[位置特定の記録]
※
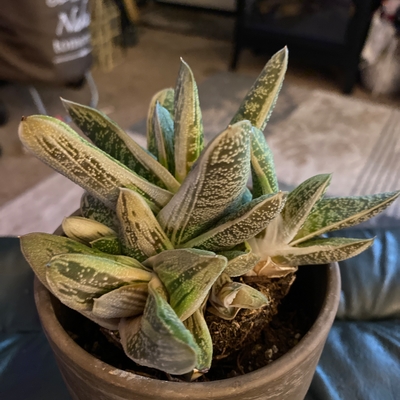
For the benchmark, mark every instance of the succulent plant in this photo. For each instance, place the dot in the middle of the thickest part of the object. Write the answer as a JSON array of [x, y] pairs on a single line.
[[167, 236]]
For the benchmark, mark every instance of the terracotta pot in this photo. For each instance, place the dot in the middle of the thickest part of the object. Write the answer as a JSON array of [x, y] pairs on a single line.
[[287, 378]]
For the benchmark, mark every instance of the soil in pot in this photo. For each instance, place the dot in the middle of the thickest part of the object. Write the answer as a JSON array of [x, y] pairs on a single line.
[[296, 313]]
※
課題の目的:
上の記録の各行を、一字も変えずにそのまま返してください。すべての記録を対象とし、画像は含めないでください。

課題への回答:
For the benchmark, mark every instance of the succulent plant in this photo. For each instance, place the dot in the middle of the thickest part of the object. Write the answer as a JSON array of [x, y] pairs on a single line.
[[167, 236]]
For the benchmark, mark every instance of the terracotta pot in this photo. For each instance, place the dot in the middle of the thickest part of the object. Write the answer as a JSON array of [x, y] pairs on a single line.
[[287, 378]]
For the benchmark, mark every instance of the soil in pot in this photo. For each instance, place the dot in the middle of the thickest part of the object. Write the answer as a JSON array of [x, y] pairs on a single line.
[[296, 313]]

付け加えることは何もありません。